--- Istruzioni ---
1. Elenca tutte le persone nominate nell'articolo sui Satyricon.
2. Prosegui l'articolo sui Satyricon dopo la sua ultima frase.

--- Estratto fornito ---
"Parlare di Musica è come ballare di architettura" Frank Zappa

10 set 2017

REVISIONISMO STORICO: I SATYRICON E GLI ALBUM DELLA "VERGOGNA"



Il 22 settembre uscirà "Deep Calleth Upon Deep", ultima fatica discografica dei Satyricon. Non siamo certo quelli che la vigilia di quella data si ritroveranno a grattare la vetrina del negozio di dischi, ma un po' curiosi siamo, tanto più che siamo quasi sicuri che in autunno andremo a vedere come se la caverà sul palco la premiata ditta Satyr/Frost.

Per ingannare l'attesa, abbiamo rispolverato gli "album della vergogna", ossia quelli appartenenti alla seconda fase della carriera dei norvegesi: fase che li ha visti abbandonare i tratti stilistici che li avevano resi noti e fatti apprezzare al mondo, ma che rappresenta fieramente quello che sono oggi i Satyricon, non disposti affatto a rimangiarsi la parola. Lecito pensare che “Deep Calleth Upon Deep” non si discosterà molto dalle coordinate in cui la band si è mossa negli ultimi quindici anni.

--- Dati forniti ---

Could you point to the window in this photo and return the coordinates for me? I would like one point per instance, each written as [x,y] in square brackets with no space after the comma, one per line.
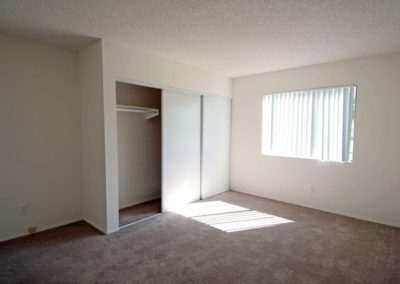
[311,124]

--- Risultati ---
1. Frank Zappa, Satyr, Frost

2.
I Satyricon sono fra i nomi storici della gloriosa era del black metal norvegese degli anni novanta e con tre album si sono assicurati un posto a vita nell'Olimpo del Metal Estremo. Sul finire della decade d'oro e con la crisi che ha investito il genere, anche loro tuttavia dovettero in qualche modo adeguarsi. Ed ecco che tirarono fuori dal cilindro un lavoro come "Rebel Extravaganza": un album di forte rottura con il passato (anche a livello iconografico) e per certi aspetti avanti con i tempi (correva l'anno 1999). Esso costituì senz’altro un tentativo importante per dare forma concreta ad una idea di post black metal che doveva giocoforza essere plasmata, ma come album in sé non è da considerare un capolavoro. A me per esempio non ha mai fatto impazzire, lasciandomi una amara sensazione di incompletezza: la voglia di lasciarsi alle spalle il black metal tradizionale era evidente, ma alla fine lo slancio non fu sufficiente per approdare a qualcos'altro.

Questa dinamica del "vado-non vado" è rinvenibile anche negli album successivi, i quali, se hanno un difetto, è di non mostrare abbastanza sicurezza, in quanto ogni volta la band sembra dover fare i conti con i propri sensi di colpa e quindi sentirsi in dovere di compiere parziali passi indietro che vanificheranno ogni salto in avanti, a prescindere dalla direzione di volta in volta intrapresa.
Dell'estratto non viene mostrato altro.